§ **Problem description**:
Using the entries below, write out the line with "If you could spot the driver", the line with "If you could spot the bus", and every line in between, exactly as each is written.

(Recorded information Opens)

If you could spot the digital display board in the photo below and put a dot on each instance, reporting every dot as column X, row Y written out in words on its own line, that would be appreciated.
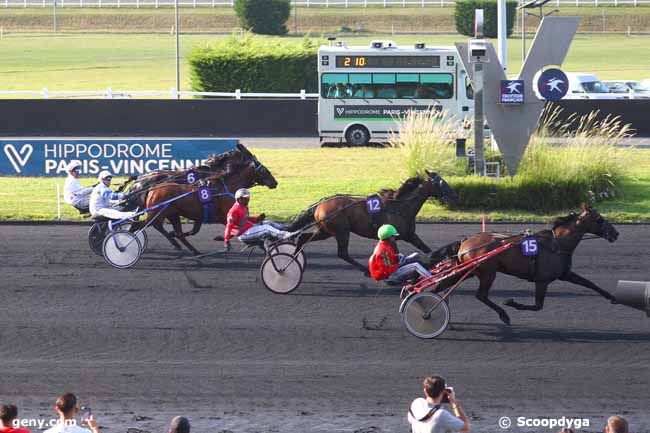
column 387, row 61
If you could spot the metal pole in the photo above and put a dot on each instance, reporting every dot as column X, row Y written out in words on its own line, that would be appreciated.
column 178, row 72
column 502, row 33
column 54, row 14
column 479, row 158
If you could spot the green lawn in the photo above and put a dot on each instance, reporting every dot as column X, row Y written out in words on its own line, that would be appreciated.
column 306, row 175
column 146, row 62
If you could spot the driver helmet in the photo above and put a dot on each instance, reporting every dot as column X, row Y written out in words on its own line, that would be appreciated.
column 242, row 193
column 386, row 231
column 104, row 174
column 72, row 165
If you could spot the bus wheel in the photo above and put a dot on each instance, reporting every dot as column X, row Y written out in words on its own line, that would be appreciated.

(Recorded information Closes)
(Recorded information Opens)

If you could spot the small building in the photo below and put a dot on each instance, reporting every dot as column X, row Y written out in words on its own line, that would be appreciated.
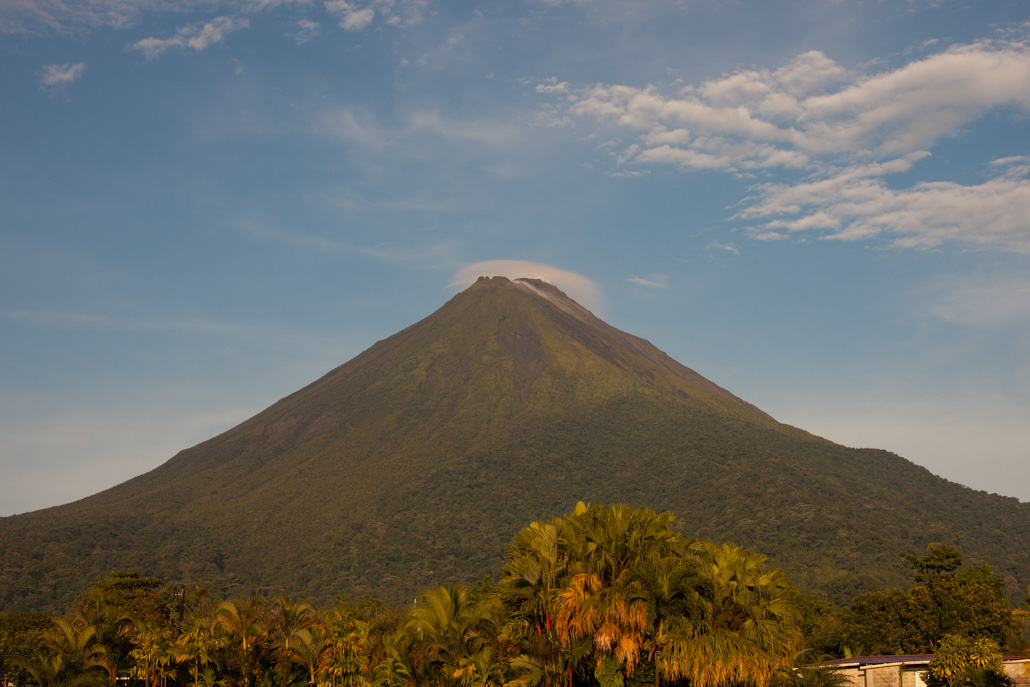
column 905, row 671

(Recorded information Closes)
(Recorded information Opens)

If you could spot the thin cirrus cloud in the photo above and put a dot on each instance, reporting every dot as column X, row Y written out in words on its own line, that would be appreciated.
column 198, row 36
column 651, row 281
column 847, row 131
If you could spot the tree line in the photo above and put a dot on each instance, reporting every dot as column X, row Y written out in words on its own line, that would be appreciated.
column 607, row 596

(Recorded information Closes)

§ **Output below**:
If you could spot the driver helmet in the photo above and put a dot on each instance, reporting every dot as column X, row Y written out in words on its own line, that would be appreciated.
column 242, row 193
column 386, row 231
column 104, row 174
column 72, row 165
If you could spot the bus wheel in the photo above and put a dot on each instance, reporting every dot as column X, row Y written out in words on its own line, that would be appreciated.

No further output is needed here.